= Petunjuk Pengerjaan =
**a.** Salin kembali bagian teks tentang harga minyak dunia, mulai dari "Harga minyak dunia kembali" sampai dengan "63,41 per barel.", tanpa mengubah apa pun.
**b.** Menurut teks tentang harga minyak dunia, berapa harga penutupan minyak Brent per barel?
**c.** Ringkaslah paragraf dalam teks tentang harga minyak dunia yang diawali dengan "Lemahnya nilai dolar AS" menjadi lebih singkat, tetapi tetap memuat fakta-fakta utamanya.

= Teks Bacaan =
+++++

Harga minyak dunia kembali menanjak pada Selasa (Rabu waktu Jakarta). Peningkatan ini didorong oleh beberapa faktor, termasuk meningkatnya ketegangan geopolitik akibat perang di Ukraina, meskipun ada upaya perundingan damai di Turki. Situasi ini diperparah dengan kemungkinan Iran menolak kesepakatan nuklir dengan AS, yang berpotensi membatasi pasokan minyak dari negara penghasil minyak utama tersebut.
Kenaikan harga minyak mencapai hampir 3% pada hari Senin. Hal ini terjadi setelah OPEC+ mempertahankan kenaikan produksi pada Juli sebesar 411.000 barel per hari, angka yang lebih rendah dari ekspektasi sebagian pelaku pasar.
Harga Minyak Melonjak Tajam
Harga minyak Brent naik 1,55%, ditutup pada US$ 65,63 per barel. Sementara itu, harga minyak mentah West Texas Intermediate (WTI) meningkat 1,42%, ditutup pada US$ 63,41 per barel.
Analis Harry Tchilinguirian dari Onyx Capital Group menjelaskan bahwa premi risiko kembali mempengaruhi harga minyak. Hal ini disebabkan oleh serangan besar-besaran Ukraina terhadap Rusia pada akhir pekan.
Lebih lanjut, Tchilinguirian menekankan tarik ulur antara AS dan Iran terkait pengayaan uranium sebagai faktor penting lainnya yang mempengaruhi harga minyak. Kedua negara masih bernegosiasi untuk mencapai kesepakatan nuklir yang krusial.
Baik Ukraina maupun Rusia meningkatkan intensitas pertempuran akhir pekan lalu. Salah satu insiden yang menonjol adalah serangan pesawat tak berawak terbesar dalam konflik tersebut, pengeboman jembatan jalan raya Rusia, dan serangan terhadap pesawat pengebom berkemampuan nuklir di Siberia.
Iran Bersiap Tolak Usulan AS
Seorang diplomat Iran menyatakan bahwa negaranya bersiap menolak usulan AS untuk menyelesaikan perselisihan nuklir. Usulan tersebut dinilai gagal mengakomodir kepentingan Teheran dan tidak cukup melunakkan sikap Washington terhadap pengayaan uranium.
Kegagalan perundingan nuklir berpotensi memperpanjang sanksi terhadap Iran. Kondisi ini akan membatasi pasokan minyak dari Iran dan berdampak positif terhadap harga minyak dunia.
Lemahnya nilai dolar AS juga turut menyokong kenaikan harga minyak. Indeks dolar berada di level terendah enam minggu terakhir. Hal ini dipengaruhi oleh kekhawatiran investor terhadap potensi kebijakan tarif Presiden AS Donald Trump yang bisa menghambat pertumbuhan ekonomi dan memicu inflasi.
Dolar AS yang lemah membuat komoditas berdenominasi dolar, termasuk minyak, menjadi lebih terjangkau bagi pemegang mata uang lain. Faktor ini turut mendorong peningkatan harga minyak.

+++++

= Bahan yang Disediakan =
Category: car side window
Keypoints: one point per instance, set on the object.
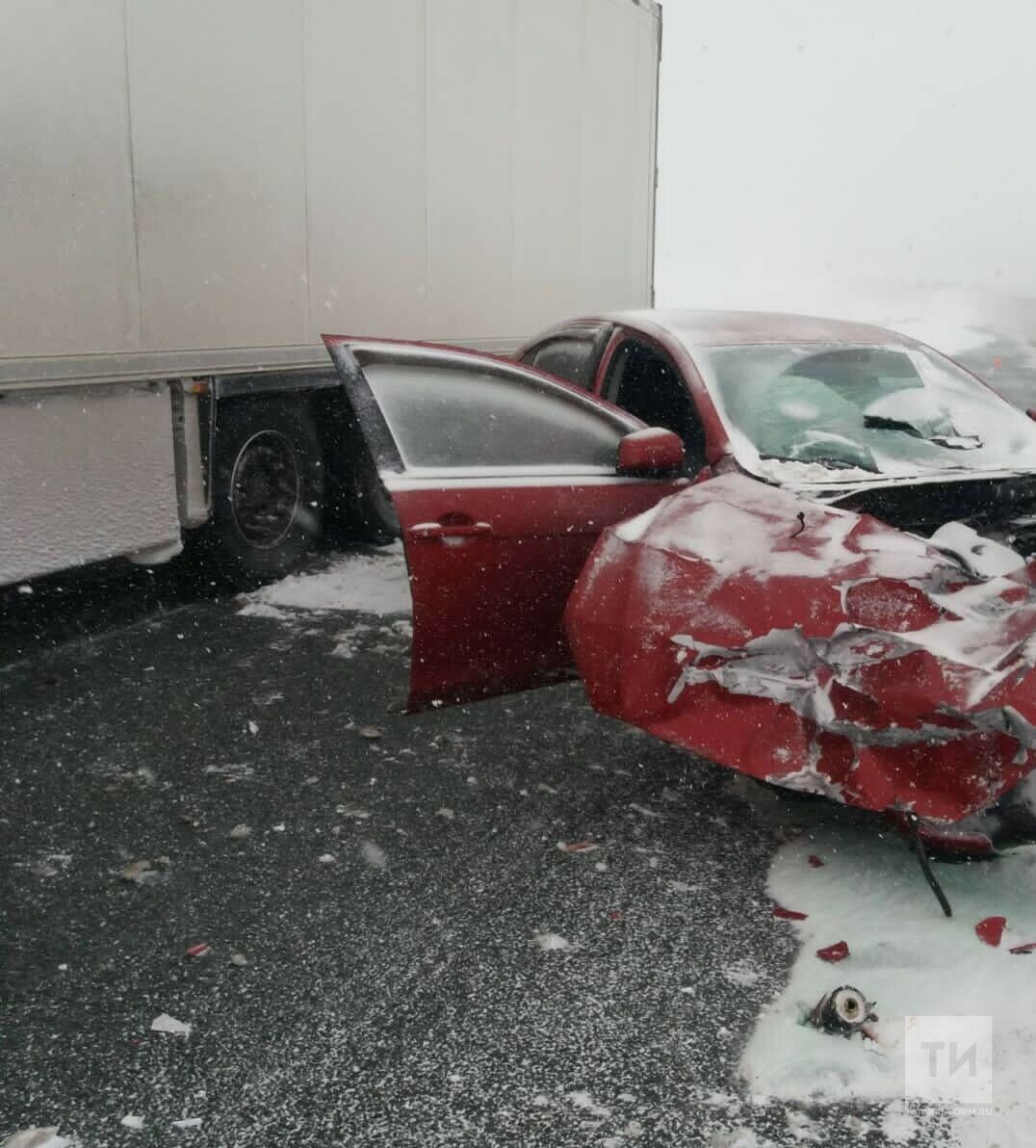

+++++

= Jawaban =
**a.**
Harga minyak dunia kembali menanjak pada Selasa (Rabu waktu Jakarta). Peningkatan ini didorong oleh beberapa faktor, termasuk meningkatnya ketegangan geopolitik akibat perang di Ukraina, meskipun ada upaya perundingan damai di Turki. Situasi ini diperparah dengan kemungkinan Iran menolak kesepakatan nuklir dengan AS, yang berpotensi membatasi pasokan minyak dari negara penghasil minyak utama tersebut.
Kenaikan harga minyak mencapai hampir 3% pada hari Senin. Hal ini terjadi setelah OPEC+ mempertahankan kenaikan produksi pada Juli sebesar 411.000 barel per hari, angka yang lebih rendah dari ekspektasi sebagian pelaku pasar.
Harga Minyak Melonjak Tajam
Harga minyak Brent naik 1,55%, ditutup pada US$ 65,63 per barel. Sementara itu, harga minyak mentah West Texas Intermediate (WTI) meningkat 1,42%, ditutup pada US$ 63,41 per barel.

**b.** US$ 65,63 per barel.

**c.** Melemahnya dolar AS ikut mendorong kenaikan harga minyak. Indeks dolar berada di level terendah dalam enam minggu karena investor khawatir potensi kebijakan tarif Presiden AS Donald Trump dapat menghambat pertumbuhan ekonomi dan memicu inflasi.